## Things to do
[1] In the Eron Kiiza profile, which university awarded him his Bachelor of Laws degree?
[2] Can you carry on the Eron Kiiza profile, picking up right after its final sentence?

## Text block

- - -

- Born: August 12, 1983 (age 42) Kabale district, Uganda
- Education: Muntuyera High School (High School Diploma) Uganda Christian University (Bachelor of Laws) Law Development Centre (Post Graduate Diploma in Legal Practice)
- Occupations: Poet, lawyer, and environmentalist
- Organization(s): Kizza & Mugisha Advocates Attorneys
- Known for: Lawyer to Ugandan novelist Kakwenza Rukirabashaija
- Spouse: Sylvia Tumwebaze

= Kiiza Eron =

Ugandan poet, lawyer

Eron Kiiza (born August 12, 1983) is a Ugandan poet, lawyer, and environmentalist. He is the co-founder of Kiiza & Mugisha Advocates and CEO of The Environment Shield Limited. He is an Advocate of the High Court of Uganda, a member of the Uganda Law Society and the East African Law Society. Eron was nominated for the 2022 European Union Human Rights Defender of the Year award. He was awarded by the National Coalition of Human Rights Defenders Uganda in 2020 as the Central Uganda Human Rights Defender of the Year. He was also recognized by LASPNET as an outstanding Public Interest Lawyer in 2022.

== Early life and education ==
Eron was born at Kabale Hospital in Kabale District in western Uganda to Asiimwe Maud (mother) and Mbabazi Alban (father) and was brought up in Ntungamo District. He started education from Rukura Primary School and later joined Kitunga Day and Boarding Primary School for his primary education. After his primary education, Eron joined Muntuyera High School for his entire secondary education for six years. He holds a Bachelor of Laws Degree (LLB) from Uganda Christian University (UCU) and a Post Graduate Diploma in Legal Practice that he attained from Law Development Centre, Kampala . Eron has also attended courses at Uganda Martyrs University, the University of Pretoria, the Media Legal Defense Initiative, 2015 USA's International Visitor Leadership Program (IVLP), the 2018 Internet Governance Forum (IGF) and the 2019 Stockholm Internet Forum.

- - -

## Information
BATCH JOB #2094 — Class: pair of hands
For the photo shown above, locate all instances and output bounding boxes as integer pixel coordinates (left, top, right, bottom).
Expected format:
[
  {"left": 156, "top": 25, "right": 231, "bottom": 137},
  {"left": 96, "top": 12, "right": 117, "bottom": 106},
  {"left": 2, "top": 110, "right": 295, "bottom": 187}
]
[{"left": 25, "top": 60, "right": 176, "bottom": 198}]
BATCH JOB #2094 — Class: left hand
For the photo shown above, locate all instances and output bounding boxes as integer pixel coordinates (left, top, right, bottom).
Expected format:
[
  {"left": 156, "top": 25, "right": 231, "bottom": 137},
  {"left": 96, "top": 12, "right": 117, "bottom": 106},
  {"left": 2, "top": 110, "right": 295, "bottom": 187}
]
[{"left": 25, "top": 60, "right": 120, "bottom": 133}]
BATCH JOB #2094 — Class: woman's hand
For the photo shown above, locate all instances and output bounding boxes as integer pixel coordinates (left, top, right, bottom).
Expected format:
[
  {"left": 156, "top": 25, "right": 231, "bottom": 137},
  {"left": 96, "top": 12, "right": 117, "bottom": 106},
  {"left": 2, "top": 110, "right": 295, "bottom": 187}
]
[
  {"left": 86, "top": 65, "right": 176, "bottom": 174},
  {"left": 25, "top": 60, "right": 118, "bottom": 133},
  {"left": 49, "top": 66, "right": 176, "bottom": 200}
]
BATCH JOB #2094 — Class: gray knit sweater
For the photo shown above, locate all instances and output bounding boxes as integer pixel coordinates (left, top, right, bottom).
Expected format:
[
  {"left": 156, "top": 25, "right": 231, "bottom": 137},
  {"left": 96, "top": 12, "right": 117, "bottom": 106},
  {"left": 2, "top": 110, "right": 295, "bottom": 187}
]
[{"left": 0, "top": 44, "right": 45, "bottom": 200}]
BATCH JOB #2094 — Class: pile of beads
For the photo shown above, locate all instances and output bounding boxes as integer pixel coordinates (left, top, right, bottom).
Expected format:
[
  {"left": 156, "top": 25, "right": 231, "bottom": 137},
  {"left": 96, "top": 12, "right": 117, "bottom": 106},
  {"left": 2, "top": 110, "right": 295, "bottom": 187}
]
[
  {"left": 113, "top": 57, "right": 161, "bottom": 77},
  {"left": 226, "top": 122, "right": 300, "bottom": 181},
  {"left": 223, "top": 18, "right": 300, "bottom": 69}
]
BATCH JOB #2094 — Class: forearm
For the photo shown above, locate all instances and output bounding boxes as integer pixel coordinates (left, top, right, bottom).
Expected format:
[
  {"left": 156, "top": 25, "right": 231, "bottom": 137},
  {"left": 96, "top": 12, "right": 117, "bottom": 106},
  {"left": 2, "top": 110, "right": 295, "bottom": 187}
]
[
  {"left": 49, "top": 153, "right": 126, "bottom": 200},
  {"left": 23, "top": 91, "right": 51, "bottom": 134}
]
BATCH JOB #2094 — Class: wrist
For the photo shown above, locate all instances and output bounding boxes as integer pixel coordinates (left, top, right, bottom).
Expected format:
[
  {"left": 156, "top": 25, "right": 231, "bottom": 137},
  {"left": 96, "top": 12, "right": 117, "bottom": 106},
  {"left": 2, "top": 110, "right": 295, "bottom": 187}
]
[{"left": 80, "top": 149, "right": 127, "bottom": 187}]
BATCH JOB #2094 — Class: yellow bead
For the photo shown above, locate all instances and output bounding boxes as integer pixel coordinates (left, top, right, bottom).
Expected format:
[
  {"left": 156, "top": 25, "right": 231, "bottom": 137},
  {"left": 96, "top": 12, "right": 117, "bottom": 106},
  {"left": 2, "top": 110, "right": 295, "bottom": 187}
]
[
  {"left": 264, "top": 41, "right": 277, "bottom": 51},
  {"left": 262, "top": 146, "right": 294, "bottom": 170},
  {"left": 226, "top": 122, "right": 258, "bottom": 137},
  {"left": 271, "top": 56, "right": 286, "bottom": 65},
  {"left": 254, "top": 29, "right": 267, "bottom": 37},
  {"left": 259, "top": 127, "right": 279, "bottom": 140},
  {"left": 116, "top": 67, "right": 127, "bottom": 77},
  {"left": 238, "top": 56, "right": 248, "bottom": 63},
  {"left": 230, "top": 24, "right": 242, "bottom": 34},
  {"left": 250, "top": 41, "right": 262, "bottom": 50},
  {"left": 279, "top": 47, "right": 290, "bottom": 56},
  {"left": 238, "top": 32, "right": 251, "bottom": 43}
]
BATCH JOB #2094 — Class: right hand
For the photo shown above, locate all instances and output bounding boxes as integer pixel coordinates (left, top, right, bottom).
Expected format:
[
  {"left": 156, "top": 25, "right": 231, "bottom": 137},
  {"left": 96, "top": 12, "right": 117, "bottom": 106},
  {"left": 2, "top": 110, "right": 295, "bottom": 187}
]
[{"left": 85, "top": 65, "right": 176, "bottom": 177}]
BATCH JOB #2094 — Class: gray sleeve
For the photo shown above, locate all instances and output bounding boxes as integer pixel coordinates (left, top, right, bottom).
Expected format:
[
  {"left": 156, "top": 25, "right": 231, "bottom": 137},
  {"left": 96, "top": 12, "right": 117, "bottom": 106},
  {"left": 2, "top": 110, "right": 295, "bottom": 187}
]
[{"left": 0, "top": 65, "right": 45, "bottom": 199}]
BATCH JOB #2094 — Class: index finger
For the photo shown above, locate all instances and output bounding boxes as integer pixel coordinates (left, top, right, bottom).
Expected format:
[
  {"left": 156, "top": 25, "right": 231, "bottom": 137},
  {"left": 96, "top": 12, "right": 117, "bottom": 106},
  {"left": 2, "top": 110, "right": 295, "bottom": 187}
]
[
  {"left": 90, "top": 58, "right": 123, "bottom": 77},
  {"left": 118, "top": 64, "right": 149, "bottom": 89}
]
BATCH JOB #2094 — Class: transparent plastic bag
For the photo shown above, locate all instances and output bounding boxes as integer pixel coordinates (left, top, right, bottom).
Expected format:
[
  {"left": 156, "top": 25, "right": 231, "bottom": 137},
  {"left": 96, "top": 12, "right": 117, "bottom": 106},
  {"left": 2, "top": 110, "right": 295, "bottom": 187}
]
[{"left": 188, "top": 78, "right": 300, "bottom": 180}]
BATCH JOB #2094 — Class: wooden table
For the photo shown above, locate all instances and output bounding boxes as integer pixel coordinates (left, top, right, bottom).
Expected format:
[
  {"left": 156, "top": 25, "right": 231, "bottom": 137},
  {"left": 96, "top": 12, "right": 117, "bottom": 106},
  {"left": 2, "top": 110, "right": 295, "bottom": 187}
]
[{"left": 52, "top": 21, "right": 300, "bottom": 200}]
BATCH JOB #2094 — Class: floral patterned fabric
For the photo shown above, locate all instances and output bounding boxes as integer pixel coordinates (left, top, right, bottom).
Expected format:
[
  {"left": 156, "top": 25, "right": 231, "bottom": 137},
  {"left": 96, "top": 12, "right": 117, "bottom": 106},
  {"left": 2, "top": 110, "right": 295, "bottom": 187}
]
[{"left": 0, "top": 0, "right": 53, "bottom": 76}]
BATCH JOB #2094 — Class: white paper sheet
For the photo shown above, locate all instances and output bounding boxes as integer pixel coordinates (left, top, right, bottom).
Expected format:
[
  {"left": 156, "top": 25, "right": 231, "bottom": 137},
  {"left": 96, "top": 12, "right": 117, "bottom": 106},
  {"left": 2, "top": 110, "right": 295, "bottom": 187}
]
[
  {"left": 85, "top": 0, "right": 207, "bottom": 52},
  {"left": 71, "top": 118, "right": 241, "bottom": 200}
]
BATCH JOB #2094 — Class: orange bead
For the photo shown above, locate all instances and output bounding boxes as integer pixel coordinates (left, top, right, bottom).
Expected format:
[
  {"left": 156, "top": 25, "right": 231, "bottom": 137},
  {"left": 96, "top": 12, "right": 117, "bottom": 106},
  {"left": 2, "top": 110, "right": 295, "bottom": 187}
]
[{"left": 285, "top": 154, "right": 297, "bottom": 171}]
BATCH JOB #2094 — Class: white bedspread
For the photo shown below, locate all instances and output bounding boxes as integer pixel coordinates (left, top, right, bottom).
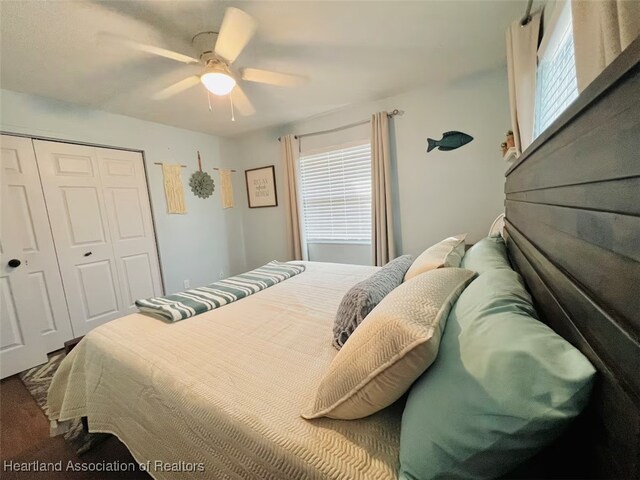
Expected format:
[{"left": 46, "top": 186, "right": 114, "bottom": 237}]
[{"left": 49, "top": 262, "right": 402, "bottom": 480}]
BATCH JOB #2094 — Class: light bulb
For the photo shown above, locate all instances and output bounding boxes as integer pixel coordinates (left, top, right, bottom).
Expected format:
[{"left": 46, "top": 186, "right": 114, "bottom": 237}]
[{"left": 200, "top": 72, "right": 236, "bottom": 96}]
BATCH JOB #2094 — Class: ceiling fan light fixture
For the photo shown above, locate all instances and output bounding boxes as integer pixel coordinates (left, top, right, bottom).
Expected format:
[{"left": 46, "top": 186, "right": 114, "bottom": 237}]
[{"left": 200, "top": 71, "right": 236, "bottom": 96}]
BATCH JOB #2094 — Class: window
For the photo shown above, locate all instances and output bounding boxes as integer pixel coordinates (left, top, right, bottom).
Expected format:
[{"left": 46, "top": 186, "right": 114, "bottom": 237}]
[
  {"left": 300, "top": 142, "right": 371, "bottom": 244},
  {"left": 534, "top": 1, "right": 578, "bottom": 137}
]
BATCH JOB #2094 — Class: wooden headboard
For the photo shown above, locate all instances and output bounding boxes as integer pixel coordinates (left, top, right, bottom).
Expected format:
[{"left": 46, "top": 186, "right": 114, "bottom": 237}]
[{"left": 505, "top": 38, "right": 640, "bottom": 478}]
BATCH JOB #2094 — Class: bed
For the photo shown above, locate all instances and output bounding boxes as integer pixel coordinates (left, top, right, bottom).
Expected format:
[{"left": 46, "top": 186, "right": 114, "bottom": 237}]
[
  {"left": 49, "top": 262, "right": 402, "bottom": 479},
  {"left": 50, "top": 35, "right": 640, "bottom": 479}
]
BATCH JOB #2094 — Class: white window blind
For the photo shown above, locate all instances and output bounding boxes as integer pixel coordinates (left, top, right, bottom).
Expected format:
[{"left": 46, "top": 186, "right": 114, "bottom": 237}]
[
  {"left": 300, "top": 142, "right": 371, "bottom": 244},
  {"left": 534, "top": 2, "right": 578, "bottom": 137}
]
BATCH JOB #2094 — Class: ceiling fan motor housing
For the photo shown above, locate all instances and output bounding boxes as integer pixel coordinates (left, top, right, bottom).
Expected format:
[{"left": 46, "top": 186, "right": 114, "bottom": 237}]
[{"left": 191, "top": 31, "right": 221, "bottom": 65}]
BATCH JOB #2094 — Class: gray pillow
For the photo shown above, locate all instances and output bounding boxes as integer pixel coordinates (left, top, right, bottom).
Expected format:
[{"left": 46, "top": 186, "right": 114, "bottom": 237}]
[{"left": 333, "top": 255, "right": 413, "bottom": 350}]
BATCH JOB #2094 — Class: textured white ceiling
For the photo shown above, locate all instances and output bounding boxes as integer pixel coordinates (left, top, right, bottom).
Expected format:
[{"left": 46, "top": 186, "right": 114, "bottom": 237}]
[{"left": 0, "top": 0, "right": 526, "bottom": 136}]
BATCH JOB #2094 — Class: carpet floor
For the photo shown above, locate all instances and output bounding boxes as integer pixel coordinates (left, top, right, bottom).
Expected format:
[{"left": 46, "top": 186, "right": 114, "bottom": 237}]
[
  {"left": 18, "top": 352, "right": 110, "bottom": 455},
  {"left": 0, "top": 375, "right": 151, "bottom": 480}
]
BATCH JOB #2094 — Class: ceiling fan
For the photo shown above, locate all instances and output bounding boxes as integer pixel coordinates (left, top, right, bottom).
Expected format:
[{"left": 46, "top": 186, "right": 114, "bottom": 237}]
[{"left": 101, "top": 7, "right": 309, "bottom": 118}]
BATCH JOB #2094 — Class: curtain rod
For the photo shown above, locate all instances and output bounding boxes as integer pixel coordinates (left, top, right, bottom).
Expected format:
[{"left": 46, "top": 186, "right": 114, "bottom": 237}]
[
  {"left": 278, "top": 108, "right": 404, "bottom": 141},
  {"left": 520, "top": 0, "right": 533, "bottom": 27}
]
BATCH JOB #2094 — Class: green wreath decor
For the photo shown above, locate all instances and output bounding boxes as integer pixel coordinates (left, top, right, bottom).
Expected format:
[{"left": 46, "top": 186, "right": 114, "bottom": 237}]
[{"left": 189, "top": 171, "right": 215, "bottom": 198}]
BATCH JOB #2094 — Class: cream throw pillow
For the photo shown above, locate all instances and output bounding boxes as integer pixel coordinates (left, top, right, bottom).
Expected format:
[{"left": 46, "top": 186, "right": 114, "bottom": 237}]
[
  {"left": 302, "top": 268, "right": 475, "bottom": 420},
  {"left": 404, "top": 233, "right": 467, "bottom": 282}
]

- - -

## Answers to the exercise
[1] Uganda Christian University (UCU)

[2]
== Career ==
During his secondary, Eron thought he would actually become a journalist after being a leader and a new leader for Muntuyera High school. He is currently a member of the Uganda Law Society Rule of Law Committee and Human Rights Cluster and the Advisory Committee of Network for Public Interest Lawyers (NETPIL).

== Cases ==
In 2021, Eron was part of the legal team that advocated for the release of Nicholas Opiyo a human rights lawyer that was arrested after allegations of money laundering. Eron also spearheaded the campaign against the degradation of Bugoma Forest in Hoima District in the North Western part of Uganda. He represented a group of more than 3000 people who were protesting against their eviction from five villages including Kambuye, Kyabaana, Kikoono, Lwensanga and Kanseera in Mubende District by George Kaweesi from a piece of land measuring  322.5 hectares. Eron was the lawyer and advocate to Ugandan novelist and author Kakwenza Rukirabashaija during his trials.

Eron also led climate and environment activists to save and advocate for the conservation of Bugema Forest against Justice Ssekaana and they won.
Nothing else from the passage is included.